### Extract provided
++++++++++++++++++++

Riley Oxidation of Heterocyclic Intermediates on Paths to Hydroporphyrins—A Review
Abstract
:1. Introduction
2. Results and Discussion
2.1. Diverse Conditions for the Riley Oxidation
- Selenium reagent benzeneseleninic acid in methanol.
- Selenium reagent benzeneseleninic anhydride with indole or dihydropyran as a scavenger.
- SeO2 in dioxane with an added base such as pyridine.
- SeO2 in CH2Cl2 with the oxygen donor TBHP.
- SeO2 in CH2Cl2 with the oxygen donor TBHP and SiO2.
- Selenium reagent Ph2Se2 in CH2Cl2 with the oxygen donor TBHP.
- SeO2 in a mixture of formic acid and dioxane.
- SeO2 in acetic anhydride under an atmosphere of O2.
- SeO2 in acetic acid or ethanol with H2SO4 as an acid catalyst.
- Se or SeO2 in o-dichlorobenzene purged with a mixture of nitric oxide and O2.
- Microwave-assisted SeO2 oxidation in dioxane.
2.2. Mechanistic Considerations
- Route II begins with imine–enamine tautomerization of I. The enamine of I reacts with SeO2 to generate intermediate V, and then Pummerer-like rearrangement via intermediate VI yields VII. Subsequent elimination affords IV.

++++++++++++++++++++

Records from a dataset:
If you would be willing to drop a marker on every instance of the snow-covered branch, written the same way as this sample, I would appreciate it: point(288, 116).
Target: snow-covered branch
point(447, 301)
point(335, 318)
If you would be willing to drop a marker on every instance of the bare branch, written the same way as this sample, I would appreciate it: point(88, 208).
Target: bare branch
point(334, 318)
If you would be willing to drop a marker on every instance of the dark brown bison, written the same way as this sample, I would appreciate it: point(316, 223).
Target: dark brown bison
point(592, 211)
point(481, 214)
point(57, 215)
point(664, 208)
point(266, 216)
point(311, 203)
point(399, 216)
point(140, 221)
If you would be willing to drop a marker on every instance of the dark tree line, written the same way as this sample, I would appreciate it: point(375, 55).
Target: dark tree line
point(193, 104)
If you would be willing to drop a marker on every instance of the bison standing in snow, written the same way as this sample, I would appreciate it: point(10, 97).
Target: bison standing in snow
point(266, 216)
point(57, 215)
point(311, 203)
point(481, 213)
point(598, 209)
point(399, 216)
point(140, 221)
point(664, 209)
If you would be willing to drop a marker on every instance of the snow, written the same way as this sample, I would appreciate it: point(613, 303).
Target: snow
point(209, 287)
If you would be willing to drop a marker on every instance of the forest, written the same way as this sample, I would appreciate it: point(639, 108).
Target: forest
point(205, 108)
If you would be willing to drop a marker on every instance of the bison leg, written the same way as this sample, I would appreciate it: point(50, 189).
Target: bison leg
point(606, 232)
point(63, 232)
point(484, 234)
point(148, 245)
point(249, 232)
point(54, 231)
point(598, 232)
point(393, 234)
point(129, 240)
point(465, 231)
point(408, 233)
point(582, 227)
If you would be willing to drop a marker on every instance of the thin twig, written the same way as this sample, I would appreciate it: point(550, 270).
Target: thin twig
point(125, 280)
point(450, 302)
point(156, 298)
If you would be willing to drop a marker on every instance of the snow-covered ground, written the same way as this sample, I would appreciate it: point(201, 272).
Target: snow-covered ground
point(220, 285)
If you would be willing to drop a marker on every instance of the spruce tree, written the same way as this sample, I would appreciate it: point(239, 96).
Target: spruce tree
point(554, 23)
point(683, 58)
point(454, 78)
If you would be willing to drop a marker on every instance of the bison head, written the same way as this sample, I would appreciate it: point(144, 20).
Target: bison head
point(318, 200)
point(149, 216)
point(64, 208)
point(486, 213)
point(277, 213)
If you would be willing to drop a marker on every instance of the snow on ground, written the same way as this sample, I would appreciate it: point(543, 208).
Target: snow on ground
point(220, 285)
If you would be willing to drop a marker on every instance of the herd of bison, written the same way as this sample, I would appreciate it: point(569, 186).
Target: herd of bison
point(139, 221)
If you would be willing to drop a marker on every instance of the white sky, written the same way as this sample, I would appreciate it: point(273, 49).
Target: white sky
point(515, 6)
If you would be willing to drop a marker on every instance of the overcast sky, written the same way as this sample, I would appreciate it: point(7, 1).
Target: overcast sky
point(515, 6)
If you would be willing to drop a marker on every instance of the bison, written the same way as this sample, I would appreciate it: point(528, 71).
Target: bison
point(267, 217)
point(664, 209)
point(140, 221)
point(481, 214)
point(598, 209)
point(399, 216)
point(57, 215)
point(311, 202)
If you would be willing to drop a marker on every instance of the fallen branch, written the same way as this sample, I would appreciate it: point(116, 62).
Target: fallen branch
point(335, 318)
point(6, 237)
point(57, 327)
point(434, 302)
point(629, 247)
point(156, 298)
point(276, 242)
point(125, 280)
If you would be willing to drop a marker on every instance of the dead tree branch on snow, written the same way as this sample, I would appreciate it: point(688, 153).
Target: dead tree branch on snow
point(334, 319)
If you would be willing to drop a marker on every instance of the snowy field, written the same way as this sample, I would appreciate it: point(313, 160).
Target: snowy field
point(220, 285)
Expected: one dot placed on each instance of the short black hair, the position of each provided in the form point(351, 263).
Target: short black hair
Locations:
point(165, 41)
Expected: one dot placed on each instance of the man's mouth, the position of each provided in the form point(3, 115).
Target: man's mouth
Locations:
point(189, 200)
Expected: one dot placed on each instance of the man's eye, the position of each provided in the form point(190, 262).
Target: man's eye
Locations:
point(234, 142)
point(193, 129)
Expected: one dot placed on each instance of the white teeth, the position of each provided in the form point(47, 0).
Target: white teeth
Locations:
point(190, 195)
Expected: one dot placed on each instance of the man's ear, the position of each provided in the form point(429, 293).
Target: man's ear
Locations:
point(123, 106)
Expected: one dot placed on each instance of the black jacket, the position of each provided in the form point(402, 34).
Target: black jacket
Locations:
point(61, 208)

++++++++++++++++++++

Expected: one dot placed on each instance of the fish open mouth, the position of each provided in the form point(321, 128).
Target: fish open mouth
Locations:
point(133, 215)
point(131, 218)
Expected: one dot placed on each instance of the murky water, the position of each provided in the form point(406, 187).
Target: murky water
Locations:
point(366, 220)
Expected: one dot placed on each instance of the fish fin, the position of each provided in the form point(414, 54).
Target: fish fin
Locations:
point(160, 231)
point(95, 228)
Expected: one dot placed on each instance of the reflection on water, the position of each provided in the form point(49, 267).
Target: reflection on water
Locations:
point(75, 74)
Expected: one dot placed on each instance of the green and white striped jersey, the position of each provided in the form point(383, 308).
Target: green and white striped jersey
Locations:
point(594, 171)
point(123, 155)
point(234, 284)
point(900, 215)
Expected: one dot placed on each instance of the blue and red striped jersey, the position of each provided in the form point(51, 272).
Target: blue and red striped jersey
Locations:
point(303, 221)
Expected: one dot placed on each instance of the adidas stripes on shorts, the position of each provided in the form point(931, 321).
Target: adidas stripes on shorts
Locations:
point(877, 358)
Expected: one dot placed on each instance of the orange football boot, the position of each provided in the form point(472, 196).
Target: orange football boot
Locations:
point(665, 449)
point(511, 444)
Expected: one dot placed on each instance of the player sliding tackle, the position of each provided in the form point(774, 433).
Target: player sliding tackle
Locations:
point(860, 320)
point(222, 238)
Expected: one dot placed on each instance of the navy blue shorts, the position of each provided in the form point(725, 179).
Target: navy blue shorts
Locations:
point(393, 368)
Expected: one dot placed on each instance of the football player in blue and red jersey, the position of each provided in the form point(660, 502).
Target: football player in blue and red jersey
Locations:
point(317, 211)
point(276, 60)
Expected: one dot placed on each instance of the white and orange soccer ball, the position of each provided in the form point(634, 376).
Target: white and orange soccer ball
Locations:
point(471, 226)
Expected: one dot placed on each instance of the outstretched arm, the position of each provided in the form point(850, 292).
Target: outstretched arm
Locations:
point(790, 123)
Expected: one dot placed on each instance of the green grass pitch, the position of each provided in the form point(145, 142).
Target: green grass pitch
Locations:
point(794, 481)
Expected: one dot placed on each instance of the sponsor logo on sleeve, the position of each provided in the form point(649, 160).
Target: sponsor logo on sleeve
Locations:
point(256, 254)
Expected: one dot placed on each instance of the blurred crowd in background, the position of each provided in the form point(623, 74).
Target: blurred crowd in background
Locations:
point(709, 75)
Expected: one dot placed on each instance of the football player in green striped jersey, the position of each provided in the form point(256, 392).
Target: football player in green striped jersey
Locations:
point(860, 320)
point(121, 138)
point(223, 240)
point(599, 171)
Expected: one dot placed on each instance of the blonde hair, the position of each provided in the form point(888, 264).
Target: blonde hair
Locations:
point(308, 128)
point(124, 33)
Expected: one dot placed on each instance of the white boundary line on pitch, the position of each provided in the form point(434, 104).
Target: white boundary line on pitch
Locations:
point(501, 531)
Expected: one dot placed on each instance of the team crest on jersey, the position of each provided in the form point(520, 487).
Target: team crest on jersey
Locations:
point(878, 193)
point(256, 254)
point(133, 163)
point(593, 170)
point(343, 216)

++++++++++++++++++++

### Aim of the exercise
Rewrite the part of the Riley oxidation review from "- SeO2 in a mixture" to "oxidation in dioxane.", substituting "propionic anhydride" for "acetic anhydride". The records play no part in this work.

### Final result
- SeO2 in a mixture of formic acid and dioxane.
- SeO2 in propionic anhydride under an atmosphere of O2.
- SeO2 in acetic acid or ethanol with H2SO4 as an acid catalyst.
- Se or SeO2 in o-dichlorobenzene purged with a mixture of nitric oxide and O2.
- Microwave-assisted SeO2 oxidation in dioxane.